Stored data entries:
□ □ □
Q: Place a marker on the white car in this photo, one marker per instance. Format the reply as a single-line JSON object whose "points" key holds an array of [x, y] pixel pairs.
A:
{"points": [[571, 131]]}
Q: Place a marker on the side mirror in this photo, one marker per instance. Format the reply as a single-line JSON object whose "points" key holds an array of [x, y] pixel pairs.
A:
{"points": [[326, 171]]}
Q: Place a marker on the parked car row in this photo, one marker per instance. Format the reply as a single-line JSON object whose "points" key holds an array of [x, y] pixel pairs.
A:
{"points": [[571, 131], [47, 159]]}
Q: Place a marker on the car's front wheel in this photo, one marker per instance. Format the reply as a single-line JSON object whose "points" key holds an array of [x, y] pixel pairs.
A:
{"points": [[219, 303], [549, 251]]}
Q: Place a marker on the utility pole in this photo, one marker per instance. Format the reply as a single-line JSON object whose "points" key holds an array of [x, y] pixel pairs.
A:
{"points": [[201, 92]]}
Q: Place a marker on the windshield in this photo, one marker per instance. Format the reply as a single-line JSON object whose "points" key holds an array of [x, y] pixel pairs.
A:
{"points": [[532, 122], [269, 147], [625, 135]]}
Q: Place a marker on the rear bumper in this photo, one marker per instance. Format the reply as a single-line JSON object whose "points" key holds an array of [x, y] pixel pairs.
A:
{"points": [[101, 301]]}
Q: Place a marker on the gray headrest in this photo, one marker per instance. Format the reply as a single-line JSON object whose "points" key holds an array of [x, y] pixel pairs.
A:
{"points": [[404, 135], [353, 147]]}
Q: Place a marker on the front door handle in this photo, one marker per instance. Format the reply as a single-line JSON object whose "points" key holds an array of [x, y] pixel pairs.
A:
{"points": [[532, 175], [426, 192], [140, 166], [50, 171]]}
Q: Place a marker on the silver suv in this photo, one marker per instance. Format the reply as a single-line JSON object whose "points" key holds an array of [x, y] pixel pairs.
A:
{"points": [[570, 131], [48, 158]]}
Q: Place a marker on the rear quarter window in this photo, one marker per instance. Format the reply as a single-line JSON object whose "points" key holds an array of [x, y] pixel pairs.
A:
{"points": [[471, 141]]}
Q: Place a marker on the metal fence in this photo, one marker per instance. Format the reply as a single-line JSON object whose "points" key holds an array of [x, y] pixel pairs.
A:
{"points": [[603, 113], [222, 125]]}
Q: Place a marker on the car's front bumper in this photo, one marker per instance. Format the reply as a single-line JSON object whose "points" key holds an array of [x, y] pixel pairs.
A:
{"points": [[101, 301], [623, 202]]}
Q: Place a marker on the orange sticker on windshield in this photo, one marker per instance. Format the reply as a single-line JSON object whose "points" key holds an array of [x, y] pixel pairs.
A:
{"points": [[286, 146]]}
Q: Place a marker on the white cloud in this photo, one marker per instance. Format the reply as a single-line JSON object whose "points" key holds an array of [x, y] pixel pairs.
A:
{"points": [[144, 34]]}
□ □ □
▸ TASK INSTRUCTIONS
Within the entries, find all lines holding "white" and copy each one.

▸ FINISHED EXERCISE
Q: Place a marker on the white car in this photo, one marker per instance. Format the reply as a single-line JSON object whose "points" key holds an array of [x, y] pixel pairs.
Q: Place a marker on the white cloud in this photo, one marker per instance. Format the reply as a single-line JSON object whose "points" key holds an array of [x, y] pixel pairs.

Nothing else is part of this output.